Locate each line in the entries below that contains the word "deck" and copy those lines out. Case matters.

▶ _Materials provided_:
########################################
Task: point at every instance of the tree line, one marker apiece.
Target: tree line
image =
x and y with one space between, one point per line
########################################
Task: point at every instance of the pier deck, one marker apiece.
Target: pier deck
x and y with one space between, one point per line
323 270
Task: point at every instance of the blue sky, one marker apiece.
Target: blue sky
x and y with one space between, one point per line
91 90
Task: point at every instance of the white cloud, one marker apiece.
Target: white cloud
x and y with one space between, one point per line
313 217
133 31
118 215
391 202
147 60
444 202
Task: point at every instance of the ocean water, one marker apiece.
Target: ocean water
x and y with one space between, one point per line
########################################
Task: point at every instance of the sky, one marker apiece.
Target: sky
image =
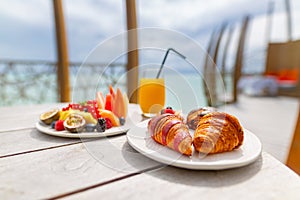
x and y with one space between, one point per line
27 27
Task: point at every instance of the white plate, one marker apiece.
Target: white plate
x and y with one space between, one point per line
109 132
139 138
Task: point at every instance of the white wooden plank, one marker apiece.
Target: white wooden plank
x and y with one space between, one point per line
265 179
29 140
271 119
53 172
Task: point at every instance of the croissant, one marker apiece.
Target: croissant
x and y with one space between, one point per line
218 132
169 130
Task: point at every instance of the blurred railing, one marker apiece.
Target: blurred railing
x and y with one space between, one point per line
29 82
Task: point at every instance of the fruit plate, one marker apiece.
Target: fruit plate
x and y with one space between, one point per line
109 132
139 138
########################################
▶ _Task output_:
Task: point at every instance of the pier deck, one marker apiece.
Target: pier deck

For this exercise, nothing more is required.